Write out the entries, please, from the line containing "of the dark" through their final line, exactly and with nothing else.

Input.
════════════════════
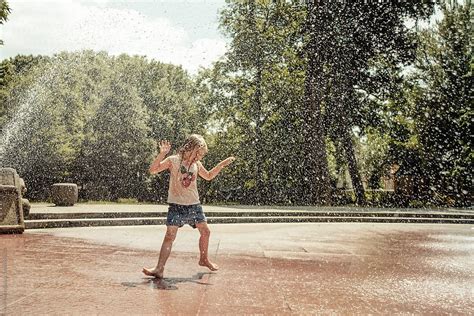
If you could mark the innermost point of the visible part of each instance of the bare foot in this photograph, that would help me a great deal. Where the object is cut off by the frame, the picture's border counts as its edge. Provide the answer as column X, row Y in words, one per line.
column 210, row 265
column 153, row 272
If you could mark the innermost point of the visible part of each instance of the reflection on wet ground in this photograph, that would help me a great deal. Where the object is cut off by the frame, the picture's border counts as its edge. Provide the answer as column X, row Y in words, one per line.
column 309, row 269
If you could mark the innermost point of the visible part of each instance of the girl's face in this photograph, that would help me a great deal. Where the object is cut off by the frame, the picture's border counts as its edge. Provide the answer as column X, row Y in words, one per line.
column 197, row 154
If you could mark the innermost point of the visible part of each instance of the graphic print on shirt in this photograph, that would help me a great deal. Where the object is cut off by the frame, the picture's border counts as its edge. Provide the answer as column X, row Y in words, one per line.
column 186, row 177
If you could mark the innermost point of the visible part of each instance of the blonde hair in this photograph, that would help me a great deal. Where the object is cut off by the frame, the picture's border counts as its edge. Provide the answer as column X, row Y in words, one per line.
column 192, row 142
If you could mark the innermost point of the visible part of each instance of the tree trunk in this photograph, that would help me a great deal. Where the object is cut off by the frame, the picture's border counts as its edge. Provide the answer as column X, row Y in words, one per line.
column 316, row 182
column 353, row 168
column 257, row 114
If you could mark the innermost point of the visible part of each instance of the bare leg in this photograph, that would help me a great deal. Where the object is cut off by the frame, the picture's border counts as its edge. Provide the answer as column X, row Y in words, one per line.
column 164, row 253
column 203, row 247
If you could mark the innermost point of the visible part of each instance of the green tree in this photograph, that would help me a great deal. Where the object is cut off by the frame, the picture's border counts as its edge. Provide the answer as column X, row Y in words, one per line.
column 443, row 93
column 4, row 12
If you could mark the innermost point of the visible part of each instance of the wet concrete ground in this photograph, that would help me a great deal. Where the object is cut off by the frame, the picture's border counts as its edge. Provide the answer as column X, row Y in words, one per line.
column 265, row 269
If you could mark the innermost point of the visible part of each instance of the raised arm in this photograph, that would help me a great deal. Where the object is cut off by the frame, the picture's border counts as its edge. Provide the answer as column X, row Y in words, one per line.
column 209, row 175
column 158, row 164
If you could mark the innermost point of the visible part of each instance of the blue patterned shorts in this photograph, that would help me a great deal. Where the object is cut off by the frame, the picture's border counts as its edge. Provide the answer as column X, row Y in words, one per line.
column 179, row 215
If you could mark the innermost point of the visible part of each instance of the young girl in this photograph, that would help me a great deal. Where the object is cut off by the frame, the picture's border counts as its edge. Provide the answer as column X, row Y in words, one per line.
column 183, row 197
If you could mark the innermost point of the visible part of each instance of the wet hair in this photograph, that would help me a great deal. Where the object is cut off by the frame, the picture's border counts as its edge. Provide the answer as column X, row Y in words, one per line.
column 192, row 142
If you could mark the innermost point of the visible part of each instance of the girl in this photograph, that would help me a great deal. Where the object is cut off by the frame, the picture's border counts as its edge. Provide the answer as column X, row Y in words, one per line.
column 183, row 197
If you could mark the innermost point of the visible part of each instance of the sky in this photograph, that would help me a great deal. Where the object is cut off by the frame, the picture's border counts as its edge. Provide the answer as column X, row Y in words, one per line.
column 181, row 32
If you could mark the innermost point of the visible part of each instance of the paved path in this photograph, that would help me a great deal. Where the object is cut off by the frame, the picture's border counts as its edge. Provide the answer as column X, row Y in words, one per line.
column 265, row 269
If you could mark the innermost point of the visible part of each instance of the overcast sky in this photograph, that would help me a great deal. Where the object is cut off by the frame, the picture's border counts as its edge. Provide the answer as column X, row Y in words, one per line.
column 182, row 32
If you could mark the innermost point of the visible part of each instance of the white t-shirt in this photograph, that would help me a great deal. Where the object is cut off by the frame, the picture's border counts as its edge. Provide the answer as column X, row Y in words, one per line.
column 183, row 182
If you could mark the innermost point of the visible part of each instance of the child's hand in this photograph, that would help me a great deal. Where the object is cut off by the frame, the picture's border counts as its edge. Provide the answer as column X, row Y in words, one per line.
column 165, row 147
column 227, row 161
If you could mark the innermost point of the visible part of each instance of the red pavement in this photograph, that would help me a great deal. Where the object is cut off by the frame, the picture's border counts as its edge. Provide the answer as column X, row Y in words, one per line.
column 343, row 269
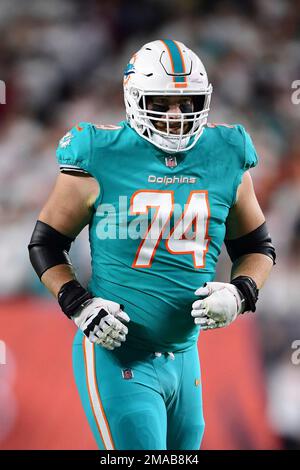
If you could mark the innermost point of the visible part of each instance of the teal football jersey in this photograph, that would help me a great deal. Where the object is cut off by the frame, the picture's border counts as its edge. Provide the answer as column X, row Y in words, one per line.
column 159, row 221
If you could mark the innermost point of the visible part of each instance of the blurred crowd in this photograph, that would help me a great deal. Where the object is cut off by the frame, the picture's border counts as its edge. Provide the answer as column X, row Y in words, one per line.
column 62, row 62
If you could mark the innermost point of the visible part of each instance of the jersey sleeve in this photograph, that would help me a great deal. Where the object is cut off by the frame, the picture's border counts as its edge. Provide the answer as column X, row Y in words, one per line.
column 250, row 155
column 74, row 151
column 247, row 156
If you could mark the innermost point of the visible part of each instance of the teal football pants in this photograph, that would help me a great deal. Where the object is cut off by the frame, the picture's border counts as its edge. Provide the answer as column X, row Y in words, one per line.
column 134, row 399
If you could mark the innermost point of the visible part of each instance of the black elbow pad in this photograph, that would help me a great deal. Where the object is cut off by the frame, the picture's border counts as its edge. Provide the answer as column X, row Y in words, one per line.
column 48, row 248
column 257, row 241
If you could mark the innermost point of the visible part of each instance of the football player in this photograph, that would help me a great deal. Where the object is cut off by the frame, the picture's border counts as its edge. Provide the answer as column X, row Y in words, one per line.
column 160, row 191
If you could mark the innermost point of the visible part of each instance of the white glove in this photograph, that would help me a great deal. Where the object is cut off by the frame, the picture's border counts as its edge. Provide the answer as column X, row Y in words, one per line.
column 220, row 306
column 102, row 322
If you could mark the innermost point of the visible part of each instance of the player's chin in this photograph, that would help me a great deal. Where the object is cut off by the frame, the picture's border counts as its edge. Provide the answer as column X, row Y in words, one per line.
column 172, row 130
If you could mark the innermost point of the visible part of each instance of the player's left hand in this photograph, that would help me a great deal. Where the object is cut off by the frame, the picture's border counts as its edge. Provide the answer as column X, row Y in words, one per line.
column 219, row 306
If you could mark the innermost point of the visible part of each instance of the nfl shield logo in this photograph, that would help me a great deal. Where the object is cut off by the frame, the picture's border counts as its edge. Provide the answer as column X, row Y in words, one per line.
column 170, row 161
column 127, row 374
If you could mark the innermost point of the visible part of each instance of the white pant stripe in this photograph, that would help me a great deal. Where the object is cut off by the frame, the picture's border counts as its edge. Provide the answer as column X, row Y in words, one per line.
column 94, row 395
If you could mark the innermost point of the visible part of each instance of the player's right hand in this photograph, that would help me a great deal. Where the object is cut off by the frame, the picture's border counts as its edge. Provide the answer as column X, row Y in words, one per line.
column 102, row 322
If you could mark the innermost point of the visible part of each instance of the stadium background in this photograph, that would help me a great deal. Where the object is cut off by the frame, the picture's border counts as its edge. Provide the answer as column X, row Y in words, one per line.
column 62, row 63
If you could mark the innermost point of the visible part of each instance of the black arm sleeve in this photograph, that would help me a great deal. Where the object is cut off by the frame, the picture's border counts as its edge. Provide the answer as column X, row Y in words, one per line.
column 48, row 248
column 257, row 241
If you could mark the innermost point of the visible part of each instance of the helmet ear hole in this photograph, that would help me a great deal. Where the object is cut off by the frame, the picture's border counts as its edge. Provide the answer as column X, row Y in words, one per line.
column 199, row 101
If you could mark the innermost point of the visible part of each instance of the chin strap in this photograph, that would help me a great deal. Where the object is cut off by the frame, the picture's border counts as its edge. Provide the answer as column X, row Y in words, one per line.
column 169, row 143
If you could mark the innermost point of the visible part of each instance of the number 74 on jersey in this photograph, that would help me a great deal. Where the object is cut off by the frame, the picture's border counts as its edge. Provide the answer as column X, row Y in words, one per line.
column 196, row 215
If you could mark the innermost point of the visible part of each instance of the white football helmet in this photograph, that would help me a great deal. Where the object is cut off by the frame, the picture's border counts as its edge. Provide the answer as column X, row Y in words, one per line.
column 166, row 68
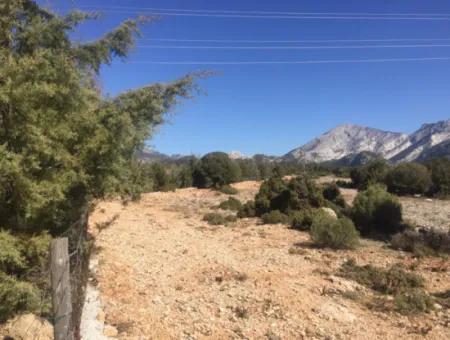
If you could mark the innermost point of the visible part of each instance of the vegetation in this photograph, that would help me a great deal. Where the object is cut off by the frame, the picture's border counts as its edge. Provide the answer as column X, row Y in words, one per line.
column 274, row 217
column 408, row 179
column 78, row 145
column 422, row 243
column 371, row 173
column 231, row 204
column 340, row 233
column 440, row 176
column 218, row 219
column 376, row 211
column 215, row 170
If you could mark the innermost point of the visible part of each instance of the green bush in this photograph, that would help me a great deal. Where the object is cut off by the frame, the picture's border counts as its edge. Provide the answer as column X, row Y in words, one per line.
column 440, row 176
column 274, row 217
column 340, row 233
column 247, row 210
column 227, row 190
column 422, row 243
column 218, row 219
column 215, row 169
column 17, row 296
column 408, row 179
column 12, row 259
column 231, row 204
column 303, row 219
column 299, row 193
column 371, row 173
column 376, row 211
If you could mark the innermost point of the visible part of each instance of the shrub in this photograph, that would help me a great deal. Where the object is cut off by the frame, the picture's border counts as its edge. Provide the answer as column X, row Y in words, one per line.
column 231, row 204
column 440, row 176
column 331, row 191
column 11, row 256
column 227, row 190
column 17, row 296
column 215, row 169
column 274, row 217
column 424, row 242
column 413, row 302
column 387, row 281
column 247, row 210
column 340, row 233
column 375, row 210
column 408, row 179
column 302, row 220
column 218, row 219
column 371, row 173
column 299, row 193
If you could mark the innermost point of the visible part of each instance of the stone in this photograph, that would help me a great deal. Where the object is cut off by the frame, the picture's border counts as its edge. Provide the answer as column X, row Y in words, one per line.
column 110, row 331
column 330, row 212
column 29, row 326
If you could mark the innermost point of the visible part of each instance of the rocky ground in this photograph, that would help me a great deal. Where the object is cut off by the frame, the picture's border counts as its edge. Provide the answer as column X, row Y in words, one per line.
column 163, row 273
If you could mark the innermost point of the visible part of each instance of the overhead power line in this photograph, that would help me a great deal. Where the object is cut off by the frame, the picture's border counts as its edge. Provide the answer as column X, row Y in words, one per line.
column 237, row 41
column 263, row 12
column 249, row 15
column 290, row 47
column 329, row 61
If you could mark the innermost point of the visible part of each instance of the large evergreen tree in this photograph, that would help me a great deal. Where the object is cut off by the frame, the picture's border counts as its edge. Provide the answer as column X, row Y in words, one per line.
column 61, row 142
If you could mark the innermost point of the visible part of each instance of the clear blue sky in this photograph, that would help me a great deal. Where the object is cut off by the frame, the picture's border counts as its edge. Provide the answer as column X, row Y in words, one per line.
column 274, row 108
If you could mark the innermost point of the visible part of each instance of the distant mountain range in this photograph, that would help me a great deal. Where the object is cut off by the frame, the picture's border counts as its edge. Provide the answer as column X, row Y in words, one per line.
column 349, row 140
column 349, row 144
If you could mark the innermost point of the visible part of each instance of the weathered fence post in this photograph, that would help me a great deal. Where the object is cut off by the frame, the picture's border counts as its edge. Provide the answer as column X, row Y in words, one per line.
column 61, row 293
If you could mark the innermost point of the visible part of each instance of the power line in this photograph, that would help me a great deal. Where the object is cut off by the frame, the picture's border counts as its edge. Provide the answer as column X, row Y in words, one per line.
column 265, row 12
column 290, row 47
column 329, row 61
column 291, row 41
column 251, row 16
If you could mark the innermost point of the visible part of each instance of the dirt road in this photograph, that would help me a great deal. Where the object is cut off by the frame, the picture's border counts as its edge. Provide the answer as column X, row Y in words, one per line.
column 163, row 273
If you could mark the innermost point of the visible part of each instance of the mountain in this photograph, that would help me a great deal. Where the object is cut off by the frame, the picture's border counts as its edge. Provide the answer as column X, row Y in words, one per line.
column 352, row 160
column 423, row 140
column 349, row 139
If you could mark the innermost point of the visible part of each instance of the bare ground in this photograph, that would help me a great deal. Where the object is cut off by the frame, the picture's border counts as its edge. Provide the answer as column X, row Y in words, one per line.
column 163, row 273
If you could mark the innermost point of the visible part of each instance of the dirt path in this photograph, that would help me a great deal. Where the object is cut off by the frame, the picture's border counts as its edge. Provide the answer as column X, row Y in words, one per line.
column 163, row 273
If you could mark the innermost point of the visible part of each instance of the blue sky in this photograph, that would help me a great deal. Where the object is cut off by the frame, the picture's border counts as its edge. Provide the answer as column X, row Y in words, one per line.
column 275, row 108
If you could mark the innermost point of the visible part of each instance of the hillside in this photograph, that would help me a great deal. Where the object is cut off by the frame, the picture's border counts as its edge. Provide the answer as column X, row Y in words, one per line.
column 184, row 279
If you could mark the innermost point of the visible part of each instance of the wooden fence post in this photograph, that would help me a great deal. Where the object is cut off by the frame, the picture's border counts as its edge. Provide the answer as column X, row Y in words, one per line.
column 61, row 293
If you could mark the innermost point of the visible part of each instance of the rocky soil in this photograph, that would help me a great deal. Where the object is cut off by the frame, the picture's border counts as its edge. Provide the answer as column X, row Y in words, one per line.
column 163, row 273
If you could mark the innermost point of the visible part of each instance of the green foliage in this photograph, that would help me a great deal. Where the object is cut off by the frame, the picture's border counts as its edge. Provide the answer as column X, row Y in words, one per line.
column 299, row 193
column 231, row 204
column 332, row 193
column 11, row 258
column 440, row 175
column 227, row 190
column 422, row 243
column 393, row 280
column 215, row 169
column 78, row 145
column 274, row 217
column 371, row 173
column 376, row 211
column 408, row 179
column 247, row 210
column 249, row 169
column 17, row 296
column 334, row 233
column 303, row 219
column 219, row 219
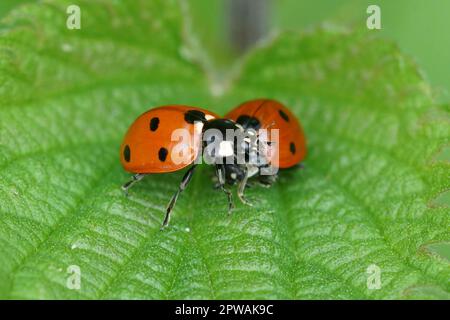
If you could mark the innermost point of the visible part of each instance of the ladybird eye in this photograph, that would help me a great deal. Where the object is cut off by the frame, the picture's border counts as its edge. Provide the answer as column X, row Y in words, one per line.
column 283, row 115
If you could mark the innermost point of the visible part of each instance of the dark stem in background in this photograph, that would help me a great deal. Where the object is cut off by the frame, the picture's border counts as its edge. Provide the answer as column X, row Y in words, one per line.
column 247, row 22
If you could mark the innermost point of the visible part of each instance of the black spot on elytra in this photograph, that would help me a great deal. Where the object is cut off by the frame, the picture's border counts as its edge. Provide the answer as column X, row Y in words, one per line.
column 127, row 153
column 194, row 115
column 292, row 148
column 248, row 122
column 283, row 115
column 162, row 154
column 154, row 123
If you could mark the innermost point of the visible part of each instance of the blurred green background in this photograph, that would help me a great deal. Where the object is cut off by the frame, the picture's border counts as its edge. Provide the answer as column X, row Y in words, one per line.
column 420, row 27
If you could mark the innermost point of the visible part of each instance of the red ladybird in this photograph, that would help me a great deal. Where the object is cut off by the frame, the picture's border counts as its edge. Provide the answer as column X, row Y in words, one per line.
column 149, row 146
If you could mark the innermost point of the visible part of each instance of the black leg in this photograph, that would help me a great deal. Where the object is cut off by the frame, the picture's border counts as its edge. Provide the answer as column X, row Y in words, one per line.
column 220, row 172
column 184, row 182
column 241, row 189
column 135, row 178
column 267, row 180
════════════════════
Solution for this exercise.
If you could mark the innermost point of the visible part of each instance of the dark stem in background in this photograph, that would help me a great deal. Where the object is cut off by the frame, the picture's border counts as its edge. Provide the answer as column X, row Y in words, one per line.
column 247, row 22
If you could mark the innermost point of the visible part of each instance of the black spot on elytra in this photograph, that would help me a great deal. Where the object is cut off by the frame, the picture's border counts as its edge. Provide the answer as column X, row Y in words, one per line.
column 127, row 153
column 194, row 115
column 292, row 148
column 248, row 122
column 283, row 115
column 162, row 154
column 154, row 123
If you could mark the innermost point of the visible part of each instance of the blurred green background in this photograph, that would help me a great deal. Where the object is cut off by the frame, the picture's border counts as its edge. Provide the answer as column X, row Y in words, one per line.
column 420, row 27
If you could mark the innermost point of the visible part of each instance of the red ladybird in this photograph, that would help me a great deal. Where the object is cut off by the frame, the picture's border counts as its edge. Provide the answer as column X, row Y in words, one per line.
column 149, row 146
If you could mark the innermost point of the visible part of each instance of the black leg in this photograph, that would help me a great deal. Where the object is cut off by the frame, the picture's border counts as its edge. Provide the answer as column X, row Y in words, one per line.
column 220, row 172
column 184, row 182
column 241, row 189
column 135, row 178
column 267, row 180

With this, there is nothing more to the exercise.